## [WHAT TO WORK ON]
The entries below should be given again exactly, minus their pictures.

Point localization data
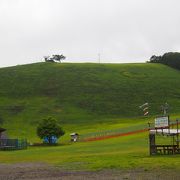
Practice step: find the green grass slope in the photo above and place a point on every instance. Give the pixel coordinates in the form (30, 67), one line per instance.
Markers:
(83, 94)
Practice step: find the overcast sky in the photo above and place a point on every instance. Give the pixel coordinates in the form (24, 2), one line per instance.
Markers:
(120, 30)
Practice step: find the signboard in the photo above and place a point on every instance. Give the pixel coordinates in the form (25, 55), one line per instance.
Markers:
(161, 122)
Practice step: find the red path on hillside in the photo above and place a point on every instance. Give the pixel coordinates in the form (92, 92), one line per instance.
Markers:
(115, 135)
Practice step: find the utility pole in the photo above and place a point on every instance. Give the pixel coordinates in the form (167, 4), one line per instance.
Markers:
(99, 58)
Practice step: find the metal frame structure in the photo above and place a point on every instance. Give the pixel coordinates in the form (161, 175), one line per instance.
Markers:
(168, 131)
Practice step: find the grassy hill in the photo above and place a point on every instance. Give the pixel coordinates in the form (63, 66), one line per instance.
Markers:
(83, 94)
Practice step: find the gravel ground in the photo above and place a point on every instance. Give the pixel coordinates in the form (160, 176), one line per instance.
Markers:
(44, 172)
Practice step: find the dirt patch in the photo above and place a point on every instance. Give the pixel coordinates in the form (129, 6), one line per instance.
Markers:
(45, 172)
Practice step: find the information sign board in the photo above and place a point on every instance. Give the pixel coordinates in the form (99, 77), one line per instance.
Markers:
(161, 122)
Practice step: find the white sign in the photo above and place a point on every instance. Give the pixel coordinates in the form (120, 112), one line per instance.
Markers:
(161, 122)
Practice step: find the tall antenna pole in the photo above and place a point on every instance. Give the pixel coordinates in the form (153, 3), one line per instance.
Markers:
(99, 58)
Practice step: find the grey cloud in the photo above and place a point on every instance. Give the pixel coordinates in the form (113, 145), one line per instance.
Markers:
(121, 30)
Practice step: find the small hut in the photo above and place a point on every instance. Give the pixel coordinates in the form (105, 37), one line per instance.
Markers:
(74, 137)
(164, 128)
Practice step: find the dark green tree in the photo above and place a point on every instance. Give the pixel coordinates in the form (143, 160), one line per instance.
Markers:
(49, 128)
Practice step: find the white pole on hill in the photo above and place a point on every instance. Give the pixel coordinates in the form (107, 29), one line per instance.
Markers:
(99, 58)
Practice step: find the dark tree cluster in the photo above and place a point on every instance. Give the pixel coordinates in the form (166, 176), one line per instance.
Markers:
(171, 59)
(54, 58)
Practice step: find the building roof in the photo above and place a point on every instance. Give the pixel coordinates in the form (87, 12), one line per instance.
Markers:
(165, 131)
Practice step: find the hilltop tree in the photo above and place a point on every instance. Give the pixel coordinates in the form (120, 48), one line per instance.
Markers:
(49, 128)
(54, 58)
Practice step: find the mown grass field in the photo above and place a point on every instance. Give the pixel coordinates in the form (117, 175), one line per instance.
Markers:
(87, 98)
(117, 153)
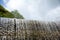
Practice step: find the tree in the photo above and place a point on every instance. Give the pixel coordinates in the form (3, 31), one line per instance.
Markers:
(17, 14)
(5, 13)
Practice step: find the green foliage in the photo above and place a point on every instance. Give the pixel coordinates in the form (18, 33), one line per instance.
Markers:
(17, 14)
(5, 13)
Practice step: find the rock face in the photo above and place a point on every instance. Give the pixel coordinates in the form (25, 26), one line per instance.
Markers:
(20, 29)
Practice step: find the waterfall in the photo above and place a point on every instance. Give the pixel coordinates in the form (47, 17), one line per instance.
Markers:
(21, 29)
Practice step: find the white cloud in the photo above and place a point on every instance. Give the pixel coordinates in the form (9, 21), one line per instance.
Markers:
(54, 14)
(35, 9)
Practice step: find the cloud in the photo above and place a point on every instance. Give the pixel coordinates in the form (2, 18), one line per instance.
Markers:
(54, 14)
(46, 10)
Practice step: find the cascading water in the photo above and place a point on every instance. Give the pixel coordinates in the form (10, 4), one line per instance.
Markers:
(20, 29)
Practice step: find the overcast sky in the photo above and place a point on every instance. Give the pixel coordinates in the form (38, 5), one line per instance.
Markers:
(45, 10)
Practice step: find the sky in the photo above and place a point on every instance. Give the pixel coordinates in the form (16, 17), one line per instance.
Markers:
(45, 10)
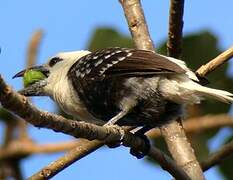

## [ANSWER AREA]
Practice step: find the green grass slope in the photo above and place a point on every instance. Give the pixel coordinates in the form (30, 67), one line per instance.
Markers:
(83, 94)
Practice step: find the overcast sky in the photo above and place a point on every instance. Give the pixel coordinates in the form (24, 2), one line per instance.
Markers:
(120, 30)
Practice step: find the signboard in the photo above and place a point on every instance. Give the pixel coordinates in the form (25, 55), one line per instance.
Markers:
(161, 122)
Practice step: find the red path on hillside in the photo above and place a point on every instance. Give the pixel coordinates in the form (92, 92), one line per instance.
Markers:
(115, 135)
Practice step: find the utility pole in the photo above and place a point on every instance. Give the pixel coordinates in the form (167, 4), one line per instance.
Markers:
(99, 58)
Practice step: find the metal frame structure in the photo above and place a point on every instance. Give the pixel coordinates in the form (161, 175), one line per instance.
Markers:
(168, 131)
Practice step: find the grassy hill in the photo above and place a point on every instance. Give the pixel coordinates in the form (63, 66), one line per instance.
Markers:
(83, 94)
Practice step: find the gravel ground in the photo above and place a point on every instance. Give the pixel coordinates in the form (160, 176), one line per instance.
Markers:
(44, 172)
Practice step: find the dirt patch in the photo above and place a point on every instance. Give the pixel coordinates in the form (129, 6), one line per instance.
Markers:
(45, 172)
Practice step: find the information sign board in the photo above and place a point on every instance. Give the pixel coordinates in the form (99, 77), one line per instance.
Markers:
(161, 122)
Practice step: find the white sign in the photo above and place a point on every instance. Give the pixel coordinates in the form (120, 112), one line per instance.
Markers:
(161, 122)
Practice step: find the tall antenna pole in the photo above and place a point on every instance. Give the pixel coordinates in the form (153, 3), one line per instance.
Markers:
(99, 58)
Practice step: find the grey cloud in the photo above and place a point on every instance. Give the pixel coordinates in the form (113, 145), one line per instance.
Markers:
(121, 30)
Practice step: find the small hut in the photo above and place a point on every instance. Give the pixel coordinates in the form (105, 37), one line per instance.
Markers:
(74, 137)
(164, 128)
Practice step: find the dark green tree in the photo above and place a point on every instance. Give the pixel coordinates in the form (143, 160), one line per instance.
Markers:
(49, 128)
Practice step: find the white pole on hill in the photo above and place a point on every instance. Give the pixel coordinates in the form (107, 29), one line per instance.
Markers:
(99, 58)
Practice step: find the dark tree cluster in the photo above and place a point on every instance. Give the pixel coordinates in the form (166, 176), one line per instance.
Markers:
(171, 59)
(54, 58)
Practice step: find the building roof in the photo above and place a point on every instance. Give the pixel coordinates in the form (87, 12), one line per instance.
Markers:
(165, 131)
Practice step: find the hilltop tree in the photo above and place a point on every instance. Give the pixel coordinates in the form (120, 48), one line per instance.
Markers:
(49, 128)
(54, 58)
Practice step: find the mown grass field in the photo above and place a point on every instance. Give the pixel coordinates in the form (117, 175), one line per instance.
Markers:
(87, 98)
(117, 153)
Practice step: find the tree in the photo above and place a point on every instance. Give the pixel coordinates in the form (3, 31), one line per instance.
Markers:
(17, 14)
(5, 13)
Practice step: find the green foliage in the photo above and place a point on every instance. Give the pixel coordinates in the form (18, 33), one line per instance.
Markers:
(17, 14)
(5, 13)
Practice step: find the rock face in the photo above and place a point on every instance. Give the pixel coordinates in the form (25, 26), one line per instance.
Markers:
(20, 29)
Practice step: find the waterfall in the photo above and place a point on every instance. Give the pixel coordinates in the form (47, 17), one line per instance.
Markers:
(21, 29)
Practice step: find the white cloud in the photo above and place a point on every instance. Give the pixel coordinates in the form (9, 21), one line per instance.
Markers:
(54, 14)
(35, 9)
Practice step: find the cloud in the photo above and place a point on every instance. Give the pixel coordinates in the form (2, 18), one line per instance.
Markers:
(54, 14)
(46, 10)
Practice step: find the cascading water in the photo above and place a point on every instance. Give the pixel coordinates in the form (10, 4), one line per instance.
Markers:
(20, 29)
Practice step: find the overcast sky in the photo above and place a point on every instance. Give the pixel coordinates in the form (38, 5), one line per instance.
Markers:
(45, 10)
Practice step: find the sky in the photo above and place a point on every instance. Give the pixel coordinates in the form (16, 17), one line per instance.
Markers:
(45, 10)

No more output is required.